The East Hampton Town Board agreed this week to ask representatives from the state Offices of Real Property Services and the town’s tax assessors office to talk to the board early next year about a town-wide reassessment. If it ever takes place, it would be the first one in the town’s history.
On Tuesday morning Supervisor Bill McGintee asked the board if it would be willing to let the state and town tax officials explain the process of reassessment and the implications. Mr. McGintee prefaced his request by saying he didn’t want to ruin an otherwise harmonious meeting.
Reassessment has a been a politically toxic issue in East Hampton for decades and especially so since Southampton Town’s contentious and costly reassessment efforts in 2004 and 2006.
“It’s long overdue,” Mr. McGintee said of reassessment in East Hampton. “Other towns have gone through it painlessly. Some towns have gone through it with great pain because mistakes were made.”
Councilman Pete Hammerle noted that the state mandated that all towns update their assessment rolls more than 15 years ago and that eventually the town would be forced to do it.
The town’s tax assessors have repeatedly implored the town to do a reassessment. The process can cost millions of dollars but would rectify many inequities in the assessment system. Some of the town’s most valuable properties are likely under-assessed by millions of dollars,. Correcting that could bring down the taxes many other properties, they have said.
The board agreed to have the tax officials come to a board work session in January.

-------

- **WORK TASK A**
Please output the passage of the reassessment article from "On Tuesday morning" to "forced to do it.", keeping every word as it appears.
- **WORK TASK B**
According to the reassessment article, which town carried out contentious and costly reassessment efforts in 2004 and 2006?

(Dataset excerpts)
-------

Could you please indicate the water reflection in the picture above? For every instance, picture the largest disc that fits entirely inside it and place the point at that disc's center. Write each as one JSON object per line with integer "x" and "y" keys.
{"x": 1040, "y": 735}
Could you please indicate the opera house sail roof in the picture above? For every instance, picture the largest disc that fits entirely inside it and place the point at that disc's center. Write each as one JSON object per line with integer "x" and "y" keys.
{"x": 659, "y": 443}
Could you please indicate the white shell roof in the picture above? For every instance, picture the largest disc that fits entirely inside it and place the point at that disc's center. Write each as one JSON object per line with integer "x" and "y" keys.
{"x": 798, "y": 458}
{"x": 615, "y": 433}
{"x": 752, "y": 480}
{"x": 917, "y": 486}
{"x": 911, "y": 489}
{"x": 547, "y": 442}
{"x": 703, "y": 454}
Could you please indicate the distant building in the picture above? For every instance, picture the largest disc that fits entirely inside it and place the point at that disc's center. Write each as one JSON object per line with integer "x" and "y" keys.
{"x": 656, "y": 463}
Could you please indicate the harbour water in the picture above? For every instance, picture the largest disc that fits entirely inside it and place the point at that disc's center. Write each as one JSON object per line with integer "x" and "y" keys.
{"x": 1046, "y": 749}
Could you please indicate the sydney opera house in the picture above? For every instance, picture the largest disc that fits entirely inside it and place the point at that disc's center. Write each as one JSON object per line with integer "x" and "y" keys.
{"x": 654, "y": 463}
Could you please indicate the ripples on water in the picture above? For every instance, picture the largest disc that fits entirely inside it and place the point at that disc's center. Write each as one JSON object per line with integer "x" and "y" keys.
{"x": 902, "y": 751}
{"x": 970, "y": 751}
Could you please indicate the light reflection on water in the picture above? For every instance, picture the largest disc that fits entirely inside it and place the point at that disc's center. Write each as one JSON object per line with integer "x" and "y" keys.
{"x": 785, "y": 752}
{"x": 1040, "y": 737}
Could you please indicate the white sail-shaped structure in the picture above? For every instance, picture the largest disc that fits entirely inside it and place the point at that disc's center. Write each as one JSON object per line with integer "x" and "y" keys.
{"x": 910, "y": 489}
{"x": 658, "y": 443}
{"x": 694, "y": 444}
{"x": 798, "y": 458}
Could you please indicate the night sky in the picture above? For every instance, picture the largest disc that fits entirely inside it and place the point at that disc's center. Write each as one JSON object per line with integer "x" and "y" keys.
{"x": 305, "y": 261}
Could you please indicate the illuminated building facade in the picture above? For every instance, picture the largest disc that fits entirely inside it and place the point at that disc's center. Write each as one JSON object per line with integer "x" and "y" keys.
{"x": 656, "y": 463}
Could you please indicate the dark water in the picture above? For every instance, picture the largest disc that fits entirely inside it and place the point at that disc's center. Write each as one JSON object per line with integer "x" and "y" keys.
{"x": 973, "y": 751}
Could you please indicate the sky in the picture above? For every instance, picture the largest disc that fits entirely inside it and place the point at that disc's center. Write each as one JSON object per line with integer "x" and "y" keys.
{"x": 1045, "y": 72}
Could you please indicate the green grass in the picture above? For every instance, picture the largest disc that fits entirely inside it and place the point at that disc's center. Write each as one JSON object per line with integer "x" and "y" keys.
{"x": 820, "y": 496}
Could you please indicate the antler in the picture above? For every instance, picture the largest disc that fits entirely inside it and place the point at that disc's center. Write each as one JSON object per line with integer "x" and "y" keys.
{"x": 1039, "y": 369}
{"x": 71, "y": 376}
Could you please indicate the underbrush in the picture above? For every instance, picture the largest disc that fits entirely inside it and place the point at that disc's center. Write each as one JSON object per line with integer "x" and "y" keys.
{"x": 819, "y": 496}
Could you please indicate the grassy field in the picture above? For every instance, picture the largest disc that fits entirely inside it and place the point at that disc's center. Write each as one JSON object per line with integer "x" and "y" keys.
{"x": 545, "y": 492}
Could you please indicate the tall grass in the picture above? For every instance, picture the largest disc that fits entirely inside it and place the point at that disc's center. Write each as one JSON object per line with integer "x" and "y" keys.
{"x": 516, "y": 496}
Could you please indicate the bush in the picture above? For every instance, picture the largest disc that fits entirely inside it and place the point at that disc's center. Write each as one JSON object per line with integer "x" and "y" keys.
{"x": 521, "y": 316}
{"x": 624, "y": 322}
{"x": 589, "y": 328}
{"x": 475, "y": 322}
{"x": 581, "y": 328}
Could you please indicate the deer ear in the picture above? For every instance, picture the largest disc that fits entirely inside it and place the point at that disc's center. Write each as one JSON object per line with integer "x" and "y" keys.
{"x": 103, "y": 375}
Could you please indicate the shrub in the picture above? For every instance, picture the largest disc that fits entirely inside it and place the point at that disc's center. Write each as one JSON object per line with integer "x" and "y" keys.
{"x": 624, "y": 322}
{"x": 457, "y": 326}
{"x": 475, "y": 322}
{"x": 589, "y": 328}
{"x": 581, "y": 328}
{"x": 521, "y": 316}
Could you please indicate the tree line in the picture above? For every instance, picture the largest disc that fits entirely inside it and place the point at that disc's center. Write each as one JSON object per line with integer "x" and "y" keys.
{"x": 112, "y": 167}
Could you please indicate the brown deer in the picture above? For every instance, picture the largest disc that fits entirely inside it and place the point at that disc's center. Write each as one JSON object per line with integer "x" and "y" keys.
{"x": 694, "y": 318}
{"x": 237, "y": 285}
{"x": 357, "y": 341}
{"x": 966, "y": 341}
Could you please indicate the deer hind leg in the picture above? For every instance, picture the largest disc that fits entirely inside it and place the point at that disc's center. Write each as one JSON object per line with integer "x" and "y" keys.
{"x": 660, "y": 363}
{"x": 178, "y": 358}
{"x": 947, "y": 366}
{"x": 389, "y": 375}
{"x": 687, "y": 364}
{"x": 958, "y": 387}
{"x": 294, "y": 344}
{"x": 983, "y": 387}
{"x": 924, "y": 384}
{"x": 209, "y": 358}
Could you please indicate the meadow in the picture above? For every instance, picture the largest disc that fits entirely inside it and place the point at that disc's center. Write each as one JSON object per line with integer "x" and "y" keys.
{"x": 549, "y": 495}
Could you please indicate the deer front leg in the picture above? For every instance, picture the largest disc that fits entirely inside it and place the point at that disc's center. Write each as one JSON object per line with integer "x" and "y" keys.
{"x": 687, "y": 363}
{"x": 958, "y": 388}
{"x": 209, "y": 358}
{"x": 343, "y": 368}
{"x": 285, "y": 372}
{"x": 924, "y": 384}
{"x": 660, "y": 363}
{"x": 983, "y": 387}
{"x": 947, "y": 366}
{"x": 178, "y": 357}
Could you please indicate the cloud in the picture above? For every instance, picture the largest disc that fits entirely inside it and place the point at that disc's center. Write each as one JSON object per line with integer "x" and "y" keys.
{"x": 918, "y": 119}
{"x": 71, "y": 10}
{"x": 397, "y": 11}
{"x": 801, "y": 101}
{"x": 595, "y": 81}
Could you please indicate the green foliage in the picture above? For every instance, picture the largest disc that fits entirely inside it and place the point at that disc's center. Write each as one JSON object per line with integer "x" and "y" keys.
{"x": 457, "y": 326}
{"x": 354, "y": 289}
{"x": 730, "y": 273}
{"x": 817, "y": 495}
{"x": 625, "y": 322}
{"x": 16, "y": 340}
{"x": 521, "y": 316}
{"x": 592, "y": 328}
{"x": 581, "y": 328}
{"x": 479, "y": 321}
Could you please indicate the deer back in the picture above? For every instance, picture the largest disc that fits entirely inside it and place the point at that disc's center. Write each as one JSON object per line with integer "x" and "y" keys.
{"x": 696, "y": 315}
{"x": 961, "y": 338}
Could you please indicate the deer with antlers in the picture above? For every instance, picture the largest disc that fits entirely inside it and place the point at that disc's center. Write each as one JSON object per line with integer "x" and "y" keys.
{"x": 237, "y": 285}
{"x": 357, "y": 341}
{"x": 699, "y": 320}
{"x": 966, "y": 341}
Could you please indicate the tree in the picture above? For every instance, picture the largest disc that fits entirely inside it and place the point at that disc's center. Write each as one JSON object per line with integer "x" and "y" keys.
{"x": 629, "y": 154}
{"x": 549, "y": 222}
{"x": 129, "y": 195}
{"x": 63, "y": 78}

-------

- **ANSWER BOX A**
On Tuesday morning Supervisor Bill McGintee asked the board if it would be willing to let the state and town tax officials explain the process of reassessment and the implications. Mr. McGintee prefaced his request by saying he didn’t want to ruin an otherwise harmonious meeting.
Reassessment has a been a politically toxic issue in East Hampton for decades and especially so since Southampton Town’s contentious and costly reassessment efforts in 2004 and 2006.
“It’s long overdue,” Mr. McGintee said of reassessment in East Hampton. “Other towns have gone through it painlessly. Some towns have gone through it with great pain because mistakes were made.”
Councilman Pete Hammerle noted that the state mandated that all towns update their assessment rolls more than 15 years ago and that eventually the town would be forced to do it.

- **ANSWER BOX B**
Southampton Town.